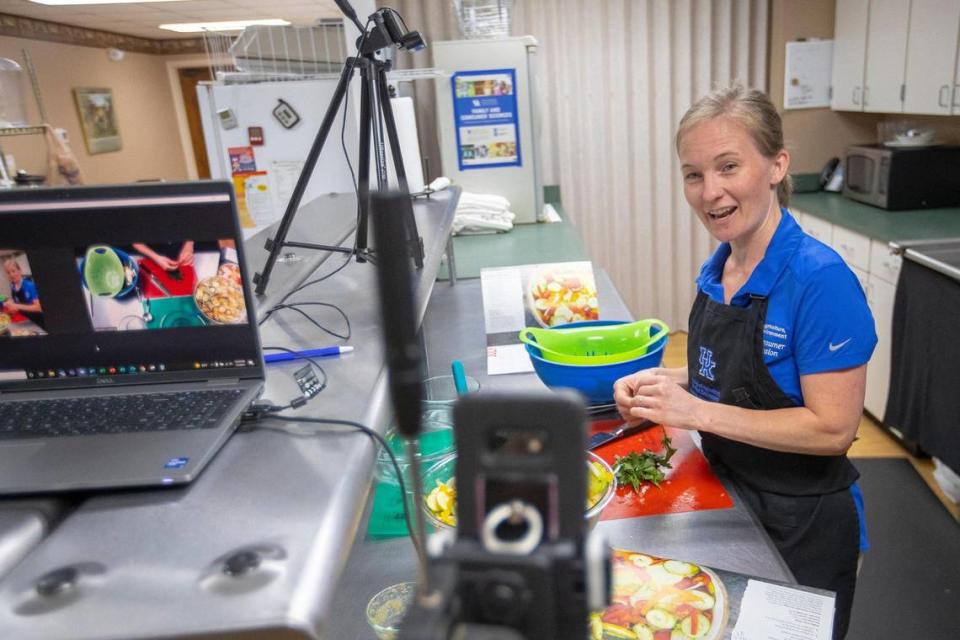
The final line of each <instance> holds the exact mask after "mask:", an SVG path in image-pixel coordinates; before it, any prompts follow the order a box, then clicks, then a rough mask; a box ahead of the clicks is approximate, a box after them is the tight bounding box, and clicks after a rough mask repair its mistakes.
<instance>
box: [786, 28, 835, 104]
mask: <svg viewBox="0 0 960 640" xmlns="http://www.w3.org/2000/svg"><path fill="white" fill-rule="evenodd" d="M832 79H833V40H810V41H802V42H788V43H787V56H786V65H785V69H784V73H783V108H784V109H813V108H817V107H829V106H830V85H831V83H832Z"/></svg>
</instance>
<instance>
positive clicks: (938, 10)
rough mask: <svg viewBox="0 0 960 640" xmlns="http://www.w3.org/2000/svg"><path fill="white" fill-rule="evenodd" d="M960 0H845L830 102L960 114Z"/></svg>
mask: <svg viewBox="0 0 960 640" xmlns="http://www.w3.org/2000/svg"><path fill="white" fill-rule="evenodd" d="M958 29H960V0H843V1H842V2H837V6H836V15H835V23H834V46H833V81H832V97H831V104H830V106H831V107H832V108H833V109H835V110H840V111H872V112H877V113H918V114H934V115H949V114H950V113H960V95H958V93H960V50H958V44H960V35H958Z"/></svg>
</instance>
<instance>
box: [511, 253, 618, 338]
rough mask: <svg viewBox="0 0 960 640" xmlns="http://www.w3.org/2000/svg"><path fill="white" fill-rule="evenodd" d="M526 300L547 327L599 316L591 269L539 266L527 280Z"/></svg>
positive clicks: (599, 309)
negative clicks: (535, 270)
mask: <svg viewBox="0 0 960 640" xmlns="http://www.w3.org/2000/svg"><path fill="white" fill-rule="evenodd" d="M527 304H528V305H529V307H530V312H531V313H532V314H533V317H534V319H535V320H536V321H537V323H538V324H540V326H542V327H545V328H547V329H549V328H550V327H557V326H560V325H564V324H569V323H571V322H585V321H587V320H598V319H599V318H600V309H599V303H598V302H597V286H596V284H595V282H594V280H593V273H592V272H591V271H589V270H583V269H575V268H570V269H563V268H560V267H559V266H558V267H556V268H549V269H540V270H537V271H536V272H534V274H533V275H532V276H531V277H530V280H529V281H528V282H527Z"/></svg>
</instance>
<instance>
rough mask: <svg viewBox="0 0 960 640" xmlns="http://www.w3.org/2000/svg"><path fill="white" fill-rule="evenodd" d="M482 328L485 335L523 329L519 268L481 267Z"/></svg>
mask: <svg viewBox="0 0 960 640" xmlns="http://www.w3.org/2000/svg"><path fill="white" fill-rule="evenodd" d="M480 289H481V291H482V295H483V328H484V330H485V331H486V332H487V334H491V333H503V332H505V331H517V332H519V331H520V330H521V329H523V326H524V325H523V321H524V318H523V313H524V310H523V284H522V282H521V280H520V270H519V269H482V270H481V271H480Z"/></svg>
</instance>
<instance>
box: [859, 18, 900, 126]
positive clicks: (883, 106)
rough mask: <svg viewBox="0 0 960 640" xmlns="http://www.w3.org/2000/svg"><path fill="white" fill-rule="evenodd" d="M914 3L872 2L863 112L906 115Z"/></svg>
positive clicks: (863, 97)
mask: <svg viewBox="0 0 960 640" xmlns="http://www.w3.org/2000/svg"><path fill="white" fill-rule="evenodd" d="M909 25H910V3H909V2H904V1H903V0H870V19H869V20H868V21H867V62H866V69H865V72H864V81H863V110H864V111H874V112H879V113H896V112H899V111H903V92H902V91H901V87H902V85H903V72H904V69H905V67H906V60H907V29H908V27H909Z"/></svg>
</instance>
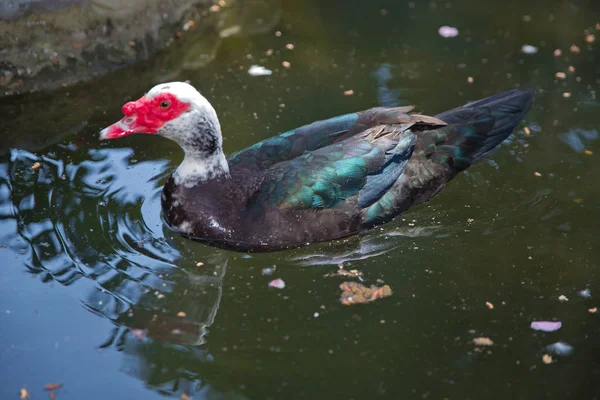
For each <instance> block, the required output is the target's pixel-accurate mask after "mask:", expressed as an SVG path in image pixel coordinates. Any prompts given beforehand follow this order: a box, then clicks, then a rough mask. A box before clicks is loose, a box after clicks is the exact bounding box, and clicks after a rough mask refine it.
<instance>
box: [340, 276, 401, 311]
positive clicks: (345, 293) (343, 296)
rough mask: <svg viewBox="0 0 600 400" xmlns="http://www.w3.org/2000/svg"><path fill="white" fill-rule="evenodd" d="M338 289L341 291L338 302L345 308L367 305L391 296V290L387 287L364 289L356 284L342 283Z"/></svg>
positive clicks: (349, 282)
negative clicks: (340, 294)
mask: <svg viewBox="0 0 600 400" xmlns="http://www.w3.org/2000/svg"><path fill="white" fill-rule="evenodd" d="M340 289H342V296H341V297H340V302H341V303H342V304H343V305H345V306H349V305H352V304H363V303H368V302H371V301H375V300H377V299H382V298H384V297H388V296H391V295H392V289H391V288H390V287H389V286H388V285H384V286H381V287H377V286H375V285H371V287H366V286H365V285H363V284H361V283H358V282H343V283H342V284H341V285H340Z"/></svg>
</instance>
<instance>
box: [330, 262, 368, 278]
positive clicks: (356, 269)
mask: <svg viewBox="0 0 600 400" xmlns="http://www.w3.org/2000/svg"><path fill="white" fill-rule="evenodd" d="M330 276H349V277H351V278H360V277H362V276H363V273H362V272H360V271H359V270H357V269H351V270H349V271H348V270H347V269H344V266H343V265H340V266H339V268H338V270H337V271H335V272H330V273H328V274H325V275H323V277H324V278H327V277H330Z"/></svg>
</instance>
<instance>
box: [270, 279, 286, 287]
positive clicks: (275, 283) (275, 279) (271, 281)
mask: <svg viewBox="0 0 600 400" xmlns="http://www.w3.org/2000/svg"><path fill="white" fill-rule="evenodd" d="M269 287H274V288H275V289H283V288H284V287H285V282H284V281H283V279H274V280H272V281H271V282H269Z"/></svg>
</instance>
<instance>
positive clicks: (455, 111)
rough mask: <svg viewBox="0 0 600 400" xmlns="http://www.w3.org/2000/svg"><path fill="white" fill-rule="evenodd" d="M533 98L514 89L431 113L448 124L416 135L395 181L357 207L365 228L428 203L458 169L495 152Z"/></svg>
mask: <svg viewBox="0 0 600 400" xmlns="http://www.w3.org/2000/svg"><path fill="white" fill-rule="evenodd" d="M533 97H534V92H533V91H532V90H529V89H513V90H510V91H508V92H504V93H500V94H497V95H494V96H491V97H488V98H485V99H482V100H479V101H476V102H473V103H469V104H467V105H465V106H462V107H458V108H455V109H453V110H450V111H447V112H444V113H442V114H438V115H436V118H438V119H440V120H442V121H444V122H445V123H446V124H447V125H445V126H440V127H437V128H436V129H427V130H424V131H422V132H418V133H417V141H416V143H415V149H414V151H413V155H412V157H411V159H410V161H409V162H408V163H407V165H406V167H405V168H404V171H403V174H402V176H401V177H400V179H398V181H396V182H395V183H394V185H393V186H392V187H391V188H390V189H389V190H388V191H386V192H385V193H384V194H383V195H382V196H381V198H380V199H378V200H377V201H376V202H374V203H373V204H371V205H370V206H368V207H366V208H365V209H363V210H362V218H363V224H364V226H365V227H368V226H372V225H375V224H379V223H383V222H386V221H389V220H390V219H391V218H393V217H394V216H396V215H398V214H400V213H402V212H403V211H405V210H406V209H408V208H409V207H410V206H411V205H413V204H419V203H423V202H426V201H428V200H429V199H431V198H432V197H433V196H435V195H436V194H437V193H439V192H440V191H441V190H442V189H443V188H444V187H445V186H446V185H447V184H448V182H449V181H450V180H452V179H453V178H454V177H455V176H456V175H457V174H458V173H459V172H460V171H463V170H465V169H466V168H468V167H470V166H471V165H473V164H475V163H477V162H478V161H481V160H482V159H483V158H485V157H487V156H488V155H490V154H491V153H492V152H494V151H495V150H496V149H497V148H498V145H499V144H500V143H501V142H502V141H503V140H504V139H506V138H507V137H508V136H509V135H510V134H511V133H512V132H513V130H514V129H515V127H516V126H517V124H518V123H519V122H520V121H521V120H522V119H523V117H524V116H525V114H526V113H527V112H528V111H529V109H530V107H531V103H532V101H533Z"/></svg>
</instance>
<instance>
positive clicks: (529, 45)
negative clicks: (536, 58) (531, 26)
mask: <svg viewBox="0 0 600 400" xmlns="http://www.w3.org/2000/svg"><path fill="white" fill-rule="evenodd" d="M521 51H522V52H523V53H525V54H535V53H537V52H538V48H537V47H535V46H532V45H530V44H524V45H523V46H521Z"/></svg>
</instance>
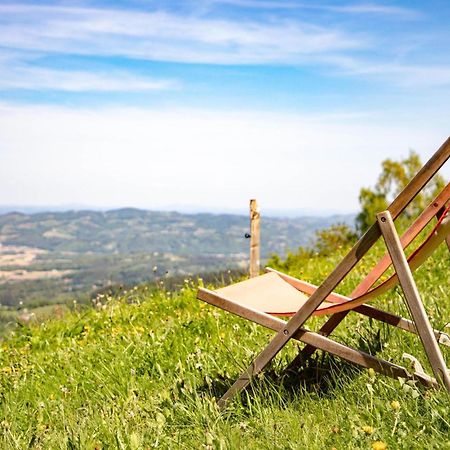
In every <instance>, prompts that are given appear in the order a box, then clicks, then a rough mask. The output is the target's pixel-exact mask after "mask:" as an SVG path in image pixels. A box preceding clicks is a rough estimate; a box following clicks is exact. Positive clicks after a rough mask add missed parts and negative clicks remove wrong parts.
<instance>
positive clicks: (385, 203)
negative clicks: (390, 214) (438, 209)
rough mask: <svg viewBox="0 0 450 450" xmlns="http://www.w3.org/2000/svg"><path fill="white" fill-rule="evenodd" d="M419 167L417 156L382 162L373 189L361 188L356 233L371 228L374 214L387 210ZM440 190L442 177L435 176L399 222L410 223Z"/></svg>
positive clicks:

┄┄┄┄┄┄

— Action item —
Pull from the data each line where the string "given" turns up.

— Response for this exercise —
For each <instance> block, the required output is the target's pixel-accurate mask after "mask:", expressed as an SVG path in image pixel coordinates. Any prompts given beforehand follow this order: a box, then clicks, then a rough mask. A box before clicks is loose, a box after clicks is the exact bounding box, and clicks after a rough mask refine it.
In every <instance>, prompts that are given appear in the order a box, then clicks, then a rough mask. The output is the target's pixel-exact mask after "mask:" as an SVG path in image pixels. A box preceding clicks is a rough estimate; a box following clicks is exact. Positive clicks after a rough mask add missed parts and negative clicks remove wrong parts.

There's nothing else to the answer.